* TEXT TO READ *

........

90 P. 239 | Kan. | 1907

The opinion of the court was delivered by

MASON, J.:

Robert and Charles Burgess prosecute error from a judgment for $1254 rendered in an action brought against them by Wiley Alcorn and several others. The plaintiffs in their petition alleged that they had bought a stallion of the defendants, receiving a written warranty of its qualities, and executing in payment three promissory notes for $400 each; that one provision of the contract was that under certain conditions this stallion might be returned and another would be supplied in its stead, which should meet the requirements of the warranty; that such an exchange was effected, but the second animal, like the first, proved practically worthless. Damages were asked to the amount of the purchase-price and various expenses incurred.

The action was tried throughout as one for breach of warranty, and the defendants contend that this was error, claiming that the petition committed the plaintiffs definitely to the theory that it was brought for relief on the ground of fraud. The petition did contain allegations, in addition to those above indicated, in virtue of which it stated facts sufficient to constitute a cause of action founded on tort. But as it also set out all the facts requisite for a recovery on the contract, and was not attacked by motion or demurrer, the defendants cannot complain that the references to fraudulent conduct were ignored. (Chase v. Railway Co., 70 Kan. 546, 79 Pac. 153.) “Where all the elements of a contract are alleged, averments characterizing the conduct *737of the defendant as fraudulent . . . may be rejected as surplusage.” (21 Encyc. Pl. & Pr. 658.)

At the time the petition was filed the three notes referred to had all been transferred to other persons, and the first one had been paid. The second note was paid during the pendency of the action, and the third was still outstanding when the judgment was rendered. The defendants assume, and the assumption is justified by the record, that the amount of recovery was arrived at by taking the aggregate face value of the several notes, and they argue that at all events it was excessive by at least the amount of the third note, since that was never in 'fact paid, and since the plaintiffs according to their own theory were under no legal obligation to pay it. If the notes were negotiable and were transferred so as to cut off inquiry into their consideration the situation was the same as though they had been paid. (Baker v. Brem, 103 N. C. 72, 9 S. E. 629, 4 L. R. A. 370. See, also, note in 27 L. R. A. 519 to Nashville Lumber Co. v. Fourth National Bank, 94 Tenn. 374.) But it was not directly, and perhaps not even inferentially, pleaded or proved that these notes were negotiable. Assuming that they were non-negotiable, however, we think under the circumstances of the present case the defendants had no cause of complaint that the unpaid note was treated as a valid demand against the plaintiffs.

........

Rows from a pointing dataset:
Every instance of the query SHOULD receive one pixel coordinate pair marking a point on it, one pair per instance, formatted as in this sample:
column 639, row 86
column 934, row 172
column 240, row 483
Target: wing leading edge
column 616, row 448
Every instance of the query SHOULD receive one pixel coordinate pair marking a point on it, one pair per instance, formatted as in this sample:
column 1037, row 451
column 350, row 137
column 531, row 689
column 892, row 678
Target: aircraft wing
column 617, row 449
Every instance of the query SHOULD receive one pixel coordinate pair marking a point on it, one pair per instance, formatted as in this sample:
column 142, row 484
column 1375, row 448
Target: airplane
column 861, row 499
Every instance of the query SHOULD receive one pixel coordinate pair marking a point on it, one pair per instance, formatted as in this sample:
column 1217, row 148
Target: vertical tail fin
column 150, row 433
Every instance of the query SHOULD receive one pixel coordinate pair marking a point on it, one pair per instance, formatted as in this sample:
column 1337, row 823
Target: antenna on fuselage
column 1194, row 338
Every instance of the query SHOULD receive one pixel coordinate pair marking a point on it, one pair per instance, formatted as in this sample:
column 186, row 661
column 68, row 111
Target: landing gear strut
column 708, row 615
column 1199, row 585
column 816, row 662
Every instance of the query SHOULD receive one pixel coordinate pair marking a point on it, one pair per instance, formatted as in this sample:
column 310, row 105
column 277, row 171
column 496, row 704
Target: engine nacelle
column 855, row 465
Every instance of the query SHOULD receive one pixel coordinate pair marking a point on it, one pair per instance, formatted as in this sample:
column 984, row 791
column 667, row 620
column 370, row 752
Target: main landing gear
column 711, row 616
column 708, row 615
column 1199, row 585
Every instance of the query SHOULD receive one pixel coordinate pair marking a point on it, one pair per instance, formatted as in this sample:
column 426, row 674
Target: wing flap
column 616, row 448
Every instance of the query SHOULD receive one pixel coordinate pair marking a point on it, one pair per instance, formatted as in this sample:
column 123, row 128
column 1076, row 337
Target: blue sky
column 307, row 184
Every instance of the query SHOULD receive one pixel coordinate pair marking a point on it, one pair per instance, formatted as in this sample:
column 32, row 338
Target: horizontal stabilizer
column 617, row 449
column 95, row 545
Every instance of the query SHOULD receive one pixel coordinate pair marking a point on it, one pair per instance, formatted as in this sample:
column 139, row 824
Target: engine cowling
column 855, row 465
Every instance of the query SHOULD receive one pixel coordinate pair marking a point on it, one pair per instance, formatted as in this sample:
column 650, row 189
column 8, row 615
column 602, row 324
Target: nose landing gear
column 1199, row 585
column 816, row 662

........

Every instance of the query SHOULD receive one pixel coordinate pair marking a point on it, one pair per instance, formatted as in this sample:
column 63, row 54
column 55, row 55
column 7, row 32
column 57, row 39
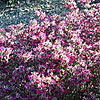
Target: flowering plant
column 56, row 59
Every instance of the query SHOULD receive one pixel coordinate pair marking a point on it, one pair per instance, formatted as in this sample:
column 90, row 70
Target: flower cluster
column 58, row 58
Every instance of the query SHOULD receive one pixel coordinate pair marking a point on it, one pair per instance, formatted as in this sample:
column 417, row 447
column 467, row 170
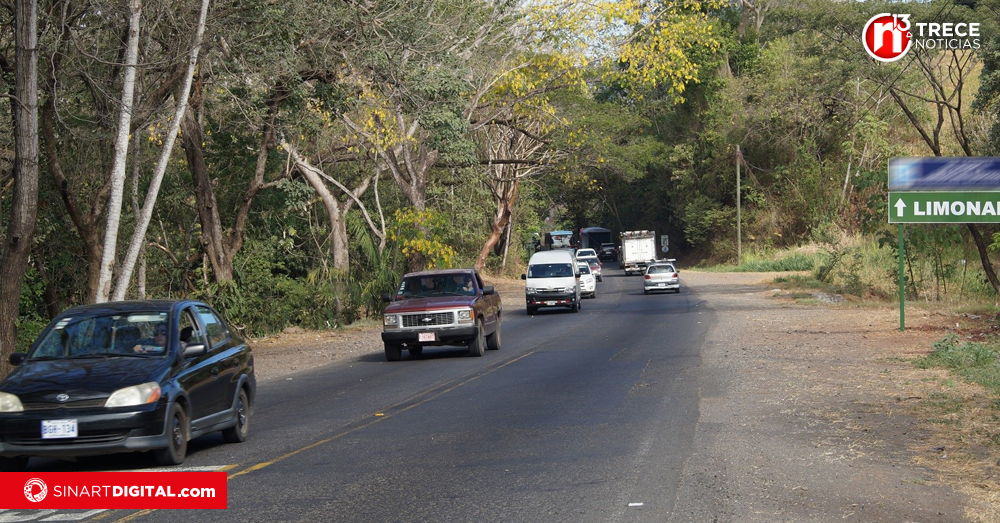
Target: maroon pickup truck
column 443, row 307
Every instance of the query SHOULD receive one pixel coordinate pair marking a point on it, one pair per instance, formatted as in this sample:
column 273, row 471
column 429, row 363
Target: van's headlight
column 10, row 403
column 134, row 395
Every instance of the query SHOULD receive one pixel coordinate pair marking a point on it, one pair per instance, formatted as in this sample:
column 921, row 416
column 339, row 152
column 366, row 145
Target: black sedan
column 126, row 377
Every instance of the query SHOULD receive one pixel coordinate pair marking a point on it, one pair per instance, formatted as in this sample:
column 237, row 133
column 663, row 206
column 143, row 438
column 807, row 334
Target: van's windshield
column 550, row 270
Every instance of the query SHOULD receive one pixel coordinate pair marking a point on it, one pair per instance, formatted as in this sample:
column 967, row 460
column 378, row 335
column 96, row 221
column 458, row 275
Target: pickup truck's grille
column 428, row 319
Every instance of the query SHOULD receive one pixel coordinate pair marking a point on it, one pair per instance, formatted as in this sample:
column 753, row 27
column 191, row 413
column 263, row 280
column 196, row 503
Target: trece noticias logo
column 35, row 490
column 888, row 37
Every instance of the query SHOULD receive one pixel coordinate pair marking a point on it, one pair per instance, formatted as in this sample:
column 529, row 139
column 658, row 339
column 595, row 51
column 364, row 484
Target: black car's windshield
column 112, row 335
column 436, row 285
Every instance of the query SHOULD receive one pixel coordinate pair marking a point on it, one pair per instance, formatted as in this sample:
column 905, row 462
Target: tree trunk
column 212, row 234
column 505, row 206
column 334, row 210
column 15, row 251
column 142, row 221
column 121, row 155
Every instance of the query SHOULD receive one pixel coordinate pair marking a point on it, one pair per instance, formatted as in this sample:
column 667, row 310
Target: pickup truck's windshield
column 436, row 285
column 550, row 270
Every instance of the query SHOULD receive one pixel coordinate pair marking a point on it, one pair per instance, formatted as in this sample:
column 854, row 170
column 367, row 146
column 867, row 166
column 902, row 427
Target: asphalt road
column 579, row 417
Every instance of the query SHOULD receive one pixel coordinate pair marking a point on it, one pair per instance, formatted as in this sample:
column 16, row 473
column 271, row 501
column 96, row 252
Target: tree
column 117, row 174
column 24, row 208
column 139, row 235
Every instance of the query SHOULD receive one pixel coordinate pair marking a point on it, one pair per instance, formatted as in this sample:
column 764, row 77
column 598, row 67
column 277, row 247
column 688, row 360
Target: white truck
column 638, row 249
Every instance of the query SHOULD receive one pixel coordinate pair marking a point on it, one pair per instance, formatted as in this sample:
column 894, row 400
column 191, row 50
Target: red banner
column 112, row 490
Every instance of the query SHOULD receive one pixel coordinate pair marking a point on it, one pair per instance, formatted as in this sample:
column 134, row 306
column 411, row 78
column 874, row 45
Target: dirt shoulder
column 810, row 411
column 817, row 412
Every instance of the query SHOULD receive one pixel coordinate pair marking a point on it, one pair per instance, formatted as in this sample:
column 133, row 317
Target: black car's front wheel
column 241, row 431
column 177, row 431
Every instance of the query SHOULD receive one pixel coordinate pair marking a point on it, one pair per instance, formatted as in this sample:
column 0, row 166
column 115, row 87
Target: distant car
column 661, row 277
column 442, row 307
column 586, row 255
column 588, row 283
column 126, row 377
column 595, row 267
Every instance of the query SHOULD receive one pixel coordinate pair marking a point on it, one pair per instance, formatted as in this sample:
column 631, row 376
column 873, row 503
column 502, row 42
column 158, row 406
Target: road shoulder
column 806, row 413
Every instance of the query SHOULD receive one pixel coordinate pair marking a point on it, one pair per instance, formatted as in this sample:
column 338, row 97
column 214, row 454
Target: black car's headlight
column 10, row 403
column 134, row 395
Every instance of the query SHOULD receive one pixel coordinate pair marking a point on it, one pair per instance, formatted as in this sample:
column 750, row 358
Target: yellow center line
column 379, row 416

........

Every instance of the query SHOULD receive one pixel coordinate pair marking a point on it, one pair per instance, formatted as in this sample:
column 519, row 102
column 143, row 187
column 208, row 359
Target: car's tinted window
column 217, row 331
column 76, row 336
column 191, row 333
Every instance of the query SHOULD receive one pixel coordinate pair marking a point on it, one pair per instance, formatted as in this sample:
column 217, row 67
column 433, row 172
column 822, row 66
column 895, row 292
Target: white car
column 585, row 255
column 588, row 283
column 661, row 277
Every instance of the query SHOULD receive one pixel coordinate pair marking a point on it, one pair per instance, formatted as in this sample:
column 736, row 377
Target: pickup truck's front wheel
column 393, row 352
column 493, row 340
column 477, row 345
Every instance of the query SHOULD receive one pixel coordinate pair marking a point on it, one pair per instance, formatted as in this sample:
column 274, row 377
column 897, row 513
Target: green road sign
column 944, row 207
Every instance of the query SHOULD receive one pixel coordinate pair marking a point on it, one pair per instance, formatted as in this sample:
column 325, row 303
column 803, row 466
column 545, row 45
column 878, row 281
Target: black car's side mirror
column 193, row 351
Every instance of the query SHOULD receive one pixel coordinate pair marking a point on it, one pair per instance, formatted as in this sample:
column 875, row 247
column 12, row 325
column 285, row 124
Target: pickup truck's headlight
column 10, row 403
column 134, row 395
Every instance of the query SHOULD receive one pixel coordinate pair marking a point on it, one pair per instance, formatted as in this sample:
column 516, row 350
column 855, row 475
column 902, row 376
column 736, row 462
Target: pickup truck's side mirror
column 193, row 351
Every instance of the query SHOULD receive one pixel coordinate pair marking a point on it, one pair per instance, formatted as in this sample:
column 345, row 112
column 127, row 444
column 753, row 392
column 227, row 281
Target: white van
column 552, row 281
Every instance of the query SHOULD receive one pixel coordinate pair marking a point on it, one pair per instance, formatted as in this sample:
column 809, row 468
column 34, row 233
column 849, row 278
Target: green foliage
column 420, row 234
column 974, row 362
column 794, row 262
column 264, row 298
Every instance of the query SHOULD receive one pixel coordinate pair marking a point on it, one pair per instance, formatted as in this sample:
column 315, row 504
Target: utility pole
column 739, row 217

........

* DIRECTIVES *
a – Extract each line of the records that contains the word "engine".
b – Write the next part of the court opinion on the stallion warranty, starting after its final sentence.
The court opinion has no connection to the records.

* EXERCISE ANSWERS *
a –
Target: engine nacelle
Target: engine cowling

b –
The principle invoked by the defendants was applied in Vogel v. D. M. Osborne & Co., 34 Minn. 454, 26 N. W. 453, and in Smith v. Carlson, 36 Minn. 220, 30 N. W. 761. In the former case an agreement had been made that two notes should be returned by the payee to the maker upon the breach of a certain warranty. The warranty failed, and an action brought to recover damages therefor resulted in a judgment for the plaintiff. On review the supreme court said:

“Now, upon defendant’s refusal to refund the notes to plaintiff upon proper demand his remedy, as sought in this action, is for the damages resulting from the *738breach of the contract to refund. The consequences of this breach were that the notes were left outstanding against the plaintiff, and he was in danger of being sued upon them. Now, so long as he had a perfect defense to them, no matter whose hands they came to— so long, as he was in fact under no legal liability on account of them — how can he be said to have suffered any substantial damage from the refusal to return them? And if, notwithstanding he is not liable upon the notes, he sees fit of his own motion to pay them, how can that be said to be anything more than his own voluntary and unnecessary act — in effect a pure gift to the holder of the notes, and not in any legal sense the consequence of, or damage resulting from, the refusal to refund them according to agreement? In our opinion, therefore, the evidence does not sustain the verdict, and there must be a new trial.
“We may add that if the notes were negotiable in form, but had not been indorsed before maturity, they would stand upon the same footing, as respects plaintiff’s right of defense, as if non-negotiable; and, on the other hand, if being negotiable they were duly indorsed before maturity, the plaintiff could not set up his defense against a bona fide indorsee; and hence, with or without payment of them, he would be entitled to recover their full amount of defendant, if the other facts material to his recovery were found in his favor.” (Page 457.)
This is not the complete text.